- PROMPT:
Copy every line below where the string "marking" is found.
--- RECORDS PROVIDED Enclosed Below ---
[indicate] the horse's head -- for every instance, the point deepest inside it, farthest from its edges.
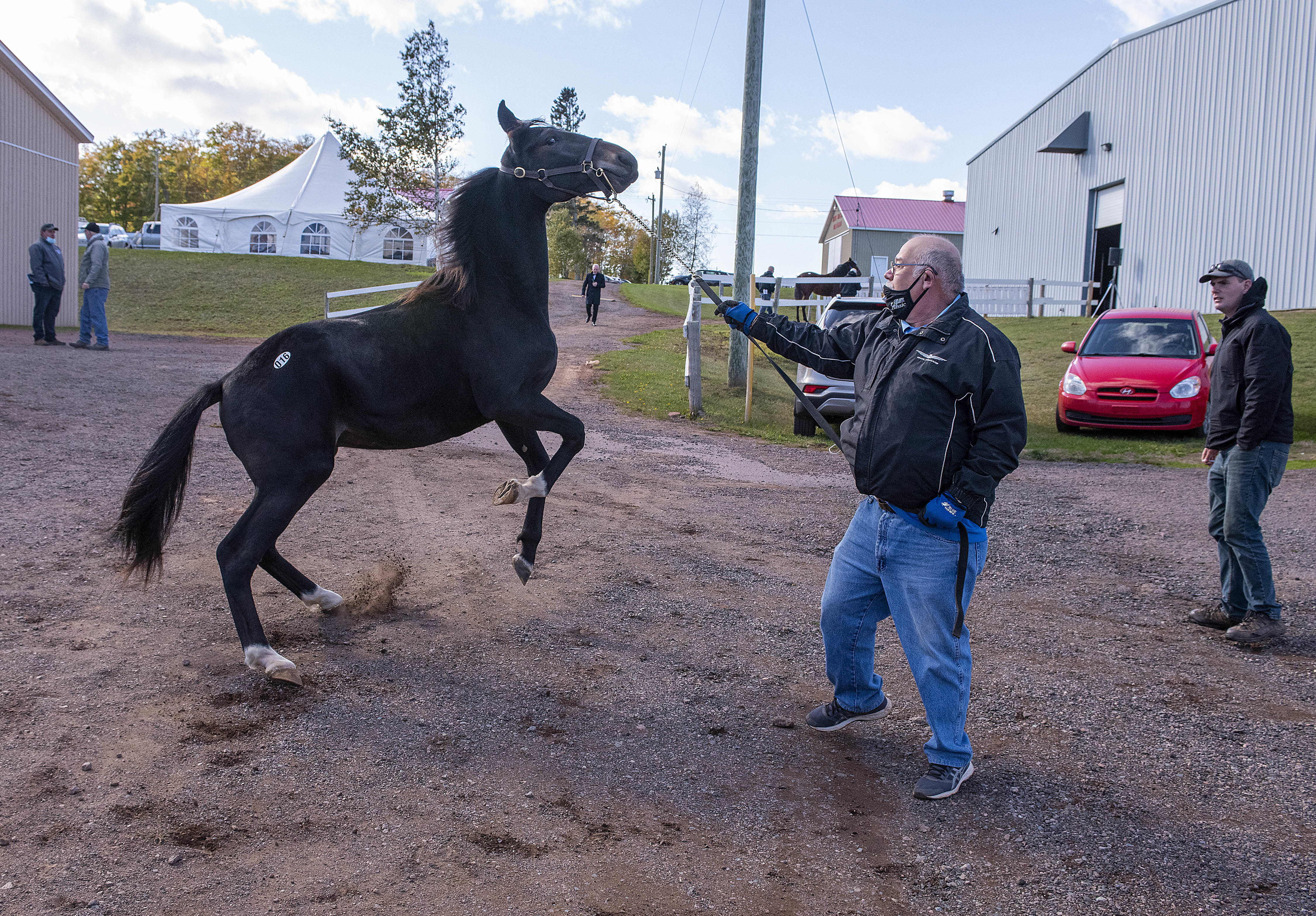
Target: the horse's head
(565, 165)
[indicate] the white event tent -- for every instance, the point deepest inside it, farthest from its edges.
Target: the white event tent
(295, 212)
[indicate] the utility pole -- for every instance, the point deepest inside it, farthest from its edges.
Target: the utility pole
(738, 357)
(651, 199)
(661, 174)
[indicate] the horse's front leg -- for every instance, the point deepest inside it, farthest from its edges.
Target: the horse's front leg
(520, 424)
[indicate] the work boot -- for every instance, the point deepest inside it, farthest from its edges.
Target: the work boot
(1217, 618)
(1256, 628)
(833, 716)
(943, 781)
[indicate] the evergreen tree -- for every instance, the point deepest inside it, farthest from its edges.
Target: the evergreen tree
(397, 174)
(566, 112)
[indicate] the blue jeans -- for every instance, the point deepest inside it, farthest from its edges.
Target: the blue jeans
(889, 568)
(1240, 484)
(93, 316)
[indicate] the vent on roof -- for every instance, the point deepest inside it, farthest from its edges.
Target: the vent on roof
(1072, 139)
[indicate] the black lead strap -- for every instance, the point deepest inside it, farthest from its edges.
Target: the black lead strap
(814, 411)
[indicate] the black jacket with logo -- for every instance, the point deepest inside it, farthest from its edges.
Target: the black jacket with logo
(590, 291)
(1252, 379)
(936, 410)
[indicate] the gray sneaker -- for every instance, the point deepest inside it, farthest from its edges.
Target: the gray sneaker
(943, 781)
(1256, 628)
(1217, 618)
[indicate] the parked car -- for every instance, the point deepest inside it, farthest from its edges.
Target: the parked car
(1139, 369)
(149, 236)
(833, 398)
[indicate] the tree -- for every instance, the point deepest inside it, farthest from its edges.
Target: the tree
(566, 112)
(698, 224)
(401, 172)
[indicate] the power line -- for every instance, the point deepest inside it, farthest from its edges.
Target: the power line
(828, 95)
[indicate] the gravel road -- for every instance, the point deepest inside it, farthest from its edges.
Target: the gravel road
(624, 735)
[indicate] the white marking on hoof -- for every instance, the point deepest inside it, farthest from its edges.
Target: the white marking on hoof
--- End of Enclosed RECORDS PROVIDED ---
- SOLUTION FOR THIS TASK:
[indicate] the white marking on hoof -- for every instance, the point deepest inside it, farthest from its edges.
Target: the white marking on hoof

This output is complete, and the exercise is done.